**Compito assegnato 1**
Nel racconto sulla notte del terremoto a L'Aquila, elenca tutte le parti della casa che sembravano essersi imbarcate per un viaggio in mare aperto.

**Sezione documento**
Nessuno ci ha detto niente
di redazione
“State tranquilli, non succederà niente”. Tutti ci ripetevano di stare tranquilli. Quelli che sentivamo non erano segnali di pericolo, non c’era niente da temere. Bisognava stare calmi e non avere paura. Bisognava dormire, stare tranquilli. Mica è facile, stare tranquilli, quando torni a casa e senti il pavimento che scricchiola. Mica è facile sentire il soffitto che crepita come la spina dorsale di un animale abbattuto. Non è facile per niente dormire tranquilli quando la tua casa sembra una bestia lamentosa che si agita e si tormenta. Quella notte, proprio quella susseguita al giorno in cui ci dicevano tutti di stare tranquilli, io tranquilla non ci potevo stare. I muri, il pavimento, il soffitto, i mobili, i lampadari della mia casa sembravano essersi imbarcati per un viaggio in mare aperto. Barcollavano ubriachi, come naufraghi sulle scialuppe di legno. E poi, io sentivo un odore che mi faceva orrore. Provavo a dormire, ma sentivo la pelle d’oca e un impalpabile ronzio elettrico avvolgere le cose. Non lo so ancora adesso come e non so perché. Mi avvisò l’armadio di fronte al letto. Mi alzai, mi misi le scarpe, presi qualcosa, dei vestiti e li buttai in valigia, presi le chiavi della macchina e lasciai quelle di casa. Non so perché, forse per una premonizione, mi lasciai il portone della mia casa aperto alle spalle e me ne andai. Misi in moto e andai via. Appena superato il confine tra l’Abruzzo e il Lazio accesi la radio. Cercai una frequenza, non si sentiva niente. La sveglia segnava le 4 del mattino. Iniziai ad incontrare persone per strada, con i cappotti sopra i pigiami. Iniziai a capire. Rallentai, iniziai a guidare piano. Arrivai a casa di mia nonna nel sud del Lazio. La casa era illuminata. Erano tutti svegli. Mi cercavano. Loro sapevano già cosa era successo alla mia casa. Mia nonna si mise a piangere. Non credeva fossi lì davvero davanti a lei. Piansi anch’io. Piansi come un naufrago che capisce che è salvo, piansi di riconoscenza verso l’armadio, piansi per tutti quelli che erano rimasti tranquilli nel proprio letto, nella propria casa. Sono trascorsi sette anni da quella notte, la notte del terremoto a L’Aquila.

**Dati esercizio**

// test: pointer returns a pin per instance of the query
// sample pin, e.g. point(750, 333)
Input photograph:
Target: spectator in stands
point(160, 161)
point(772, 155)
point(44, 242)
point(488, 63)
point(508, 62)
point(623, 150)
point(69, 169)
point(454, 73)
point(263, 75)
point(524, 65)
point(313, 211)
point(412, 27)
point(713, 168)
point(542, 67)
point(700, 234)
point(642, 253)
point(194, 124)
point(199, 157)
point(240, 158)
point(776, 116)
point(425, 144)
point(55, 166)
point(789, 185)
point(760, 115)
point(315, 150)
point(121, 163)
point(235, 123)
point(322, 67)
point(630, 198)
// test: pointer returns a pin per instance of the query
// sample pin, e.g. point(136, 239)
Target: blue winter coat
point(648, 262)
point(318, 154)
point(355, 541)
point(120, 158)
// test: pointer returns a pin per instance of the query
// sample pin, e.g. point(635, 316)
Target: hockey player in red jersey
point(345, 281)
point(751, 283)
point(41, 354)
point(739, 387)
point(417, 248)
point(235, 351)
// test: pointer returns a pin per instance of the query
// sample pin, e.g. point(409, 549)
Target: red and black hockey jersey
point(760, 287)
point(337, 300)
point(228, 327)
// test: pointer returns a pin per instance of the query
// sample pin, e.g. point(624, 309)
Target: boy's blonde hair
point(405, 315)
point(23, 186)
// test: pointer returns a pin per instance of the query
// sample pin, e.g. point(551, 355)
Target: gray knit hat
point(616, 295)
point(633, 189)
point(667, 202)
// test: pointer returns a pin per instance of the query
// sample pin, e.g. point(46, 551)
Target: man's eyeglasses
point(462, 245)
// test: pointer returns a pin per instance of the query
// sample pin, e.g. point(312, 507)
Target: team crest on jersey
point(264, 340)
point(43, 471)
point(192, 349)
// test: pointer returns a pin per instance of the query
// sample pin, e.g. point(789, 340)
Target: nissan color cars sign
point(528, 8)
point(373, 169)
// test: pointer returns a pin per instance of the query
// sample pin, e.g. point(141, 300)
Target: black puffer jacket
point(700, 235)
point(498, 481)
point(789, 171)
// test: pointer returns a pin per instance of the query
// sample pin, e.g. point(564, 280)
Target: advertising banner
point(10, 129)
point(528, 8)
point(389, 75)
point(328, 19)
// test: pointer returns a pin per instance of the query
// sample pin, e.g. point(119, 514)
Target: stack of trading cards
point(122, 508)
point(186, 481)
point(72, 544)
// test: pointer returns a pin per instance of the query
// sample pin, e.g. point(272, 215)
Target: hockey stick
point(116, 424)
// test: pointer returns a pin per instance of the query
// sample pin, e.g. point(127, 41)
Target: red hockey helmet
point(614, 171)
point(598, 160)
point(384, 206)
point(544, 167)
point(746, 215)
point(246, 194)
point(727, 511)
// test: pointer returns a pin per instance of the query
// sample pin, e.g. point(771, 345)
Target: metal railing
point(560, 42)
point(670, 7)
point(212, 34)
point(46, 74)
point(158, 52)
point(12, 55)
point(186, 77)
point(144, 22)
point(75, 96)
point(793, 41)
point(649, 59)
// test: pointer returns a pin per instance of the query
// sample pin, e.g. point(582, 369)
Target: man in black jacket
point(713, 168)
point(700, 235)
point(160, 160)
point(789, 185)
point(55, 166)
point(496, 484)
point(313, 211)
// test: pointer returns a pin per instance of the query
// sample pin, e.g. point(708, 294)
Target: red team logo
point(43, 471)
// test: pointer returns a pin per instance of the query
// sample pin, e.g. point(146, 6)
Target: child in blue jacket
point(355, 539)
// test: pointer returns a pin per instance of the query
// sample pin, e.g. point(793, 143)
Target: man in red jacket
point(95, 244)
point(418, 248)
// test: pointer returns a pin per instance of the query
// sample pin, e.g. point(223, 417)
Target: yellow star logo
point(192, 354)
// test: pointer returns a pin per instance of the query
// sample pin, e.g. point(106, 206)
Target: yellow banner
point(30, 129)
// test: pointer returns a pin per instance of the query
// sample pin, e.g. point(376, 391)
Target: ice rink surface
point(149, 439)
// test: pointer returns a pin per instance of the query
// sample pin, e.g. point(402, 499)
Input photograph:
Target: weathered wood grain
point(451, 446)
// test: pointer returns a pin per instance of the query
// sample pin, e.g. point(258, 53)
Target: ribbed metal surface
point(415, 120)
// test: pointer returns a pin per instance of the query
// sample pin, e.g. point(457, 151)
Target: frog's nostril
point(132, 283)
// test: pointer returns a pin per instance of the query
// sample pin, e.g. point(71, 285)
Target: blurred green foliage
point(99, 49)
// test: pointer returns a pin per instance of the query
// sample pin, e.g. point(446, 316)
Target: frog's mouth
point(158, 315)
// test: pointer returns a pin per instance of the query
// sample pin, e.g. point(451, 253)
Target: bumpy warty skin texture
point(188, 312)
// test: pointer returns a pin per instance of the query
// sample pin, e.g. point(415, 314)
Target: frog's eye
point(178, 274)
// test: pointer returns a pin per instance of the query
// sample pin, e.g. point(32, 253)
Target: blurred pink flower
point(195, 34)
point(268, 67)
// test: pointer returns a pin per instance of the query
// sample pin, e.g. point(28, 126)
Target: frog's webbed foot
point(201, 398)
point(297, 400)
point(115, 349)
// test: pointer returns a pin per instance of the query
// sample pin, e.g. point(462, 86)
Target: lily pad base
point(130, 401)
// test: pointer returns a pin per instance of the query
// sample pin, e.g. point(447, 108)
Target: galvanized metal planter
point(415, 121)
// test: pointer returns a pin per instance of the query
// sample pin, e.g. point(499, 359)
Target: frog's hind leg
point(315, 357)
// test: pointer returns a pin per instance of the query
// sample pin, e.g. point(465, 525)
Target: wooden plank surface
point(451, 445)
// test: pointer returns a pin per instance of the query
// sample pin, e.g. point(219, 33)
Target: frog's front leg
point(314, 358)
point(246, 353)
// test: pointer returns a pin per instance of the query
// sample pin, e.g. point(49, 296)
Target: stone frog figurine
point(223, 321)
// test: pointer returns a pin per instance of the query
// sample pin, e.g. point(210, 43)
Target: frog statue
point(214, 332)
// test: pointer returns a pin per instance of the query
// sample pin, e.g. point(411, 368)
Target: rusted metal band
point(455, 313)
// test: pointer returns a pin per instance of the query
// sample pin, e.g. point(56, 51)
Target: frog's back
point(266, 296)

**Compito assegnato 2**
Trascrivi come elenco numerato le righe delle voci comprese tra l'inizio delle voci e la riga che contiene "point(789, 171)", estremi inclusi, tralasciando le righe vuote.

**Risposta esercizio 1**
- i muri
- il pavimento
- il soffitto
- i mobili
- i lampadari

**Risposta esercizio 2**
1. // test: pointer returns a pin per instance of the query
2. // sample pin, e.g. point(750, 333)
3. Input photograph:
4. Target: spectator in stands
5. point(160, 161)
6. point(772, 155)
7. point(44, 242)
8. point(488, 63)
9. point(508, 62)
10. point(623, 150)
11. point(69, 169)
12. point(454, 73)
13. point(263, 75)
14. point(524, 65)
15. point(313, 211)
16. point(412, 27)
17. point(713, 168)
18. point(542, 67)
19. point(700, 234)
20. point(642, 253)
21. point(194, 124)
22. point(199, 157)
23. point(240, 158)
24. point(776, 116)
25. point(425, 144)
26. point(55, 166)
27. point(789, 185)
28. point(760, 115)
29. point(315, 150)
30. point(121, 163)
31. point(235, 123)
32. point(322, 67)
33. point(630, 198)
34. // test: pointer returns a pin per instance of the query
35. // sample pin, e.g. point(136, 239)
36. Target: blue winter coat
37. point(648, 262)
38. point(318, 154)
39. point(355, 541)
40. point(120, 158)
41. // test: pointer returns a pin per instance of the query
42. // sample pin, e.g. point(635, 316)
43. Target: hockey player in red jersey
44. point(345, 281)
45. point(751, 283)
46. point(41, 354)
47. point(739, 387)
48. point(417, 248)
49. point(235, 351)
50. // test: pointer returns a pin per instance of the query
51. // sample pin, e.g. point(409, 549)
52. Target: red and black hockey jersey
53. point(760, 287)
54. point(337, 300)
55. point(228, 327)
56. // test: pointer returns a pin per instance of the query
57. // sample pin, e.g. point(624, 309)
58. Target: boy's blonde hair
59. point(405, 315)
60. point(23, 186)
61. // test: pointer returns a pin per instance of the query
62. // sample pin, e.g. point(551, 355)
63. Target: gray knit hat
64. point(616, 295)
65. point(633, 189)
66. point(667, 202)
67. // test: pointer returns a pin per instance of the query
68. // sample pin, e.g. point(46, 551)
69. Target: man's eyeglasses
70. point(462, 245)
71. // test: pointer returns a pin per instance of the query
72. // sample pin, e.g. point(312, 507)
73. Target: team crest on jersey
74. point(264, 340)
75. point(43, 471)
76. point(192, 349)
77. // test: pointer returns a pin per instance of the query
78. // sample pin, e.g. point(789, 340)
79. Target: nissan color cars sign
80. point(528, 8)
81. point(373, 169)
82. // test: pointer returns a pin per instance of the query
83. // sample pin, e.g. point(141, 300)
84. Target: black puffer jacket
85. point(700, 235)
86. point(498, 481)
87. point(789, 171)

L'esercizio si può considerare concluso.